# [Task goal]
In the copy you make, keep each entry exactly as it is and leave out all images.

Stored records
-.-.-
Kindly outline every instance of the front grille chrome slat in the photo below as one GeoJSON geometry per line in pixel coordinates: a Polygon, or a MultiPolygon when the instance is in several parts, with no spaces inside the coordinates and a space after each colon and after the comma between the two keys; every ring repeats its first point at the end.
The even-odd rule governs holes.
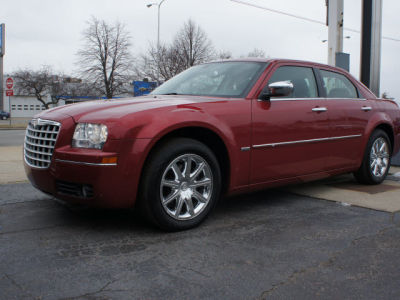
{"type": "Polygon", "coordinates": [[[34,168],[50,166],[61,124],[51,120],[33,119],[26,128],[24,158],[34,168]]]}

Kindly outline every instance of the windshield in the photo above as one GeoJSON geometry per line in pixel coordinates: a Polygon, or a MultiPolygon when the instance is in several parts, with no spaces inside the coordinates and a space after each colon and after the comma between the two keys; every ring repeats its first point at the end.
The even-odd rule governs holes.
{"type": "Polygon", "coordinates": [[[192,67],[166,81],[152,95],[244,97],[265,62],[218,62],[192,67]]]}

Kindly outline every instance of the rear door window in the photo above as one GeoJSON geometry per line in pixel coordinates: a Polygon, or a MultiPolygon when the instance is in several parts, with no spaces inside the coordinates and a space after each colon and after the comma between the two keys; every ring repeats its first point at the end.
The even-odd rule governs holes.
{"type": "Polygon", "coordinates": [[[356,87],[344,75],[320,70],[327,98],[358,98],[356,87]]]}

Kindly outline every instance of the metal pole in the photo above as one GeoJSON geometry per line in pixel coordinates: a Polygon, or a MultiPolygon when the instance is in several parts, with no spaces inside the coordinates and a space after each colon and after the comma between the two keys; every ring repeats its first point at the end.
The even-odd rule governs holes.
{"type": "Polygon", "coordinates": [[[336,53],[343,52],[343,0],[328,0],[328,64],[336,66],[336,53]]]}
{"type": "Polygon", "coordinates": [[[8,96],[8,112],[10,114],[9,119],[10,119],[10,127],[11,127],[11,97],[10,96],[8,96]]]}
{"type": "Polygon", "coordinates": [[[160,47],[160,9],[161,4],[163,4],[165,0],[161,0],[158,4],[158,25],[157,25],[157,49],[160,47]]]}
{"type": "Polygon", "coordinates": [[[360,78],[379,97],[382,0],[363,0],[360,78]]]}
{"type": "Polygon", "coordinates": [[[4,110],[3,55],[0,55],[0,110],[4,110]]]}
{"type": "MultiPolygon", "coordinates": [[[[157,22],[157,56],[160,55],[160,9],[161,9],[161,4],[165,0],[161,0],[161,2],[157,5],[158,8],[158,22],[157,22]]],[[[157,67],[157,83],[160,85],[160,66],[157,67]]]]}
{"type": "Polygon", "coordinates": [[[0,109],[4,109],[4,78],[3,78],[3,56],[5,53],[5,33],[6,33],[6,25],[1,24],[0,27],[0,109]]]}

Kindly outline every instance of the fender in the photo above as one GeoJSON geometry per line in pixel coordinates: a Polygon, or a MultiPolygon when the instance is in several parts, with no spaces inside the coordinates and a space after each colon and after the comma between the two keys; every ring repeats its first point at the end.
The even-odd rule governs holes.
{"type": "MultiPolygon", "coordinates": [[[[204,106],[207,103],[203,103],[204,106],[197,103],[178,105],[172,109],[171,107],[163,108],[157,112],[137,115],[135,126],[126,131],[126,136],[133,141],[146,139],[148,143],[144,149],[140,150],[141,159],[140,162],[136,162],[136,166],[142,170],[150,151],[169,133],[188,127],[205,128],[220,137],[227,149],[230,165],[229,190],[247,185],[250,172],[250,153],[242,152],[241,147],[250,145],[251,101],[232,100],[230,109],[226,107],[229,104],[224,102],[221,103],[221,114],[217,114],[217,116],[206,112],[204,106]],[[229,110],[231,111],[229,112],[229,110]],[[229,118],[229,120],[224,118],[225,113],[231,114],[232,111],[237,112],[237,118],[229,118]]],[[[135,142],[132,143],[132,147],[135,147],[135,142]]]]}

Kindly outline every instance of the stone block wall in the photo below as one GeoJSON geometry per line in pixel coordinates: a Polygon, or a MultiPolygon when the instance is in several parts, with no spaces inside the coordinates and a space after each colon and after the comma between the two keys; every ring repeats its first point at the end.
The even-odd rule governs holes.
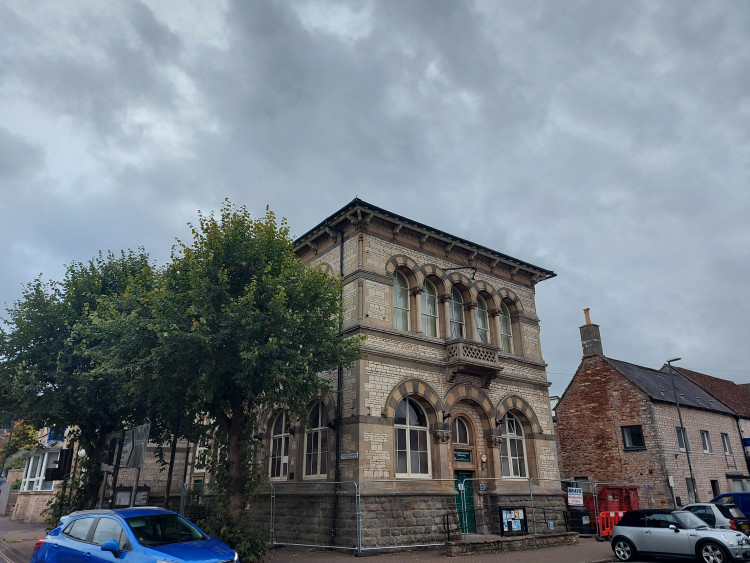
-.-.-
# [Your solution]
Kindly outline every instance of the front grille chrome slat in the photo below as one GeoJSON geometry per line in pixel coordinates: a Polygon, or a MultiPolygon when the instance is in several parts, with no spaces inside the coordinates and a space after each colon and after the comma between the two keys; every ring repeats its first point at the end.
The even-odd rule governs holes.
{"type": "Polygon", "coordinates": [[[34,168],[50,166],[61,124],[51,120],[33,119],[26,128],[24,158],[34,168]]]}

Kindly outline every instance of the windshield in the photo above as one GeoJSON geometry per line in pixel coordinates: a Polygon, or a MultiPolygon when the instance is in several parts, with no spaces inside the coordinates and a space after each colon and after the comma between the two keys; every ring repeats its first point at the end.
The even-odd rule governs holes.
{"type": "Polygon", "coordinates": [[[192,67],[166,81],[152,95],[244,97],[265,62],[218,62],[192,67]]]}

Kindly outline every instance of the rear door window in the photo above as one GeoJSON geometry per line in pixel coordinates: a Polygon, or a MultiPolygon when the instance is in several parts, with no spaces inside the coordinates and a space after each colon and after the comma between the two keys; every ring repeats its first point at the end.
The even-odd rule governs holes.
{"type": "Polygon", "coordinates": [[[356,87],[344,75],[320,70],[327,98],[358,98],[356,87]]]}

Kindly outline every instance of the metal pole in the photo above as one GeoJSON geometry per line in pixel coordinates: a Polygon, or a MultiPolygon when the instance is in several parts, with no spaces inside the coordinates and a space after each colon and after the comma between the two keys; every ring repeats its first point at the end.
The even-odd rule governs holes.
{"type": "Polygon", "coordinates": [[[336,53],[343,52],[343,0],[328,0],[328,64],[336,66],[336,53]]]}
{"type": "Polygon", "coordinates": [[[8,96],[8,112],[10,114],[9,119],[10,119],[10,127],[11,127],[11,97],[10,96],[8,96]]]}
{"type": "Polygon", "coordinates": [[[160,47],[160,9],[161,4],[163,4],[165,0],[161,0],[158,4],[158,25],[157,25],[157,49],[160,47]]]}
{"type": "Polygon", "coordinates": [[[360,78],[379,97],[382,0],[363,0],[360,78]]]}
{"type": "Polygon", "coordinates": [[[4,110],[3,55],[0,55],[0,110],[4,110]]]}
{"type": "MultiPolygon", "coordinates": [[[[157,22],[157,56],[160,55],[160,9],[161,9],[161,4],[165,0],[161,0],[161,2],[157,5],[158,8],[158,22],[157,22]]],[[[157,67],[157,83],[160,85],[160,66],[157,67]]]]}
{"type": "Polygon", "coordinates": [[[0,109],[4,109],[4,78],[3,78],[3,56],[5,53],[5,33],[6,33],[6,25],[1,24],[0,27],[0,109]]]}

Kindly outline every instance of the fender in the photo above as one GeoJSON geometry per line in pixel coordinates: a Polygon, or a MultiPolygon when the instance is in several parts, with no spaces inside the coordinates and a space after each colon and after the comma between the two keys; every ring repeats its first point at the end.
The even-odd rule governs holes.
{"type": "MultiPolygon", "coordinates": [[[[204,106],[207,103],[203,103],[204,106],[197,103],[178,105],[172,109],[171,107],[163,108],[157,112],[137,115],[135,126],[126,131],[126,136],[133,141],[146,139],[148,143],[144,149],[140,150],[141,159],[140,162],[136,162],[136,166],[142,170],[150,151],[169,133],[188,127],[205,128],[220,137],[227,149],[230,165],[229,190],[247,185],[250,172],[250,153],[242,152],[241,147],[250,145],[251,101],[232,100],[230,109],[226,107],[229,104],[224,102],[221,103],[221,114],[217,114],[217,116],[206,112],[204,106]],[[229,110],[231,111],[229,112],[229,110]],[[229,118],[229,120],[224,118],[225,113],[231,114],[232,111],[237,112],[237,118],[229,118]]],[[[135,142],[132,143],[132,147],[135,147],[135,142]]]]}

Kindly outline every instance of the stone block wall in the photo below as one GeoJSON geometry per line in pixel coordinates: a Polygon, or a MultiPolygon when the instance is in several parts, with no spaces inside the coordinates and a space after each colon and after the comma between the two keys; every ring repeats its first point at the end.
The even-odd rule governs holes.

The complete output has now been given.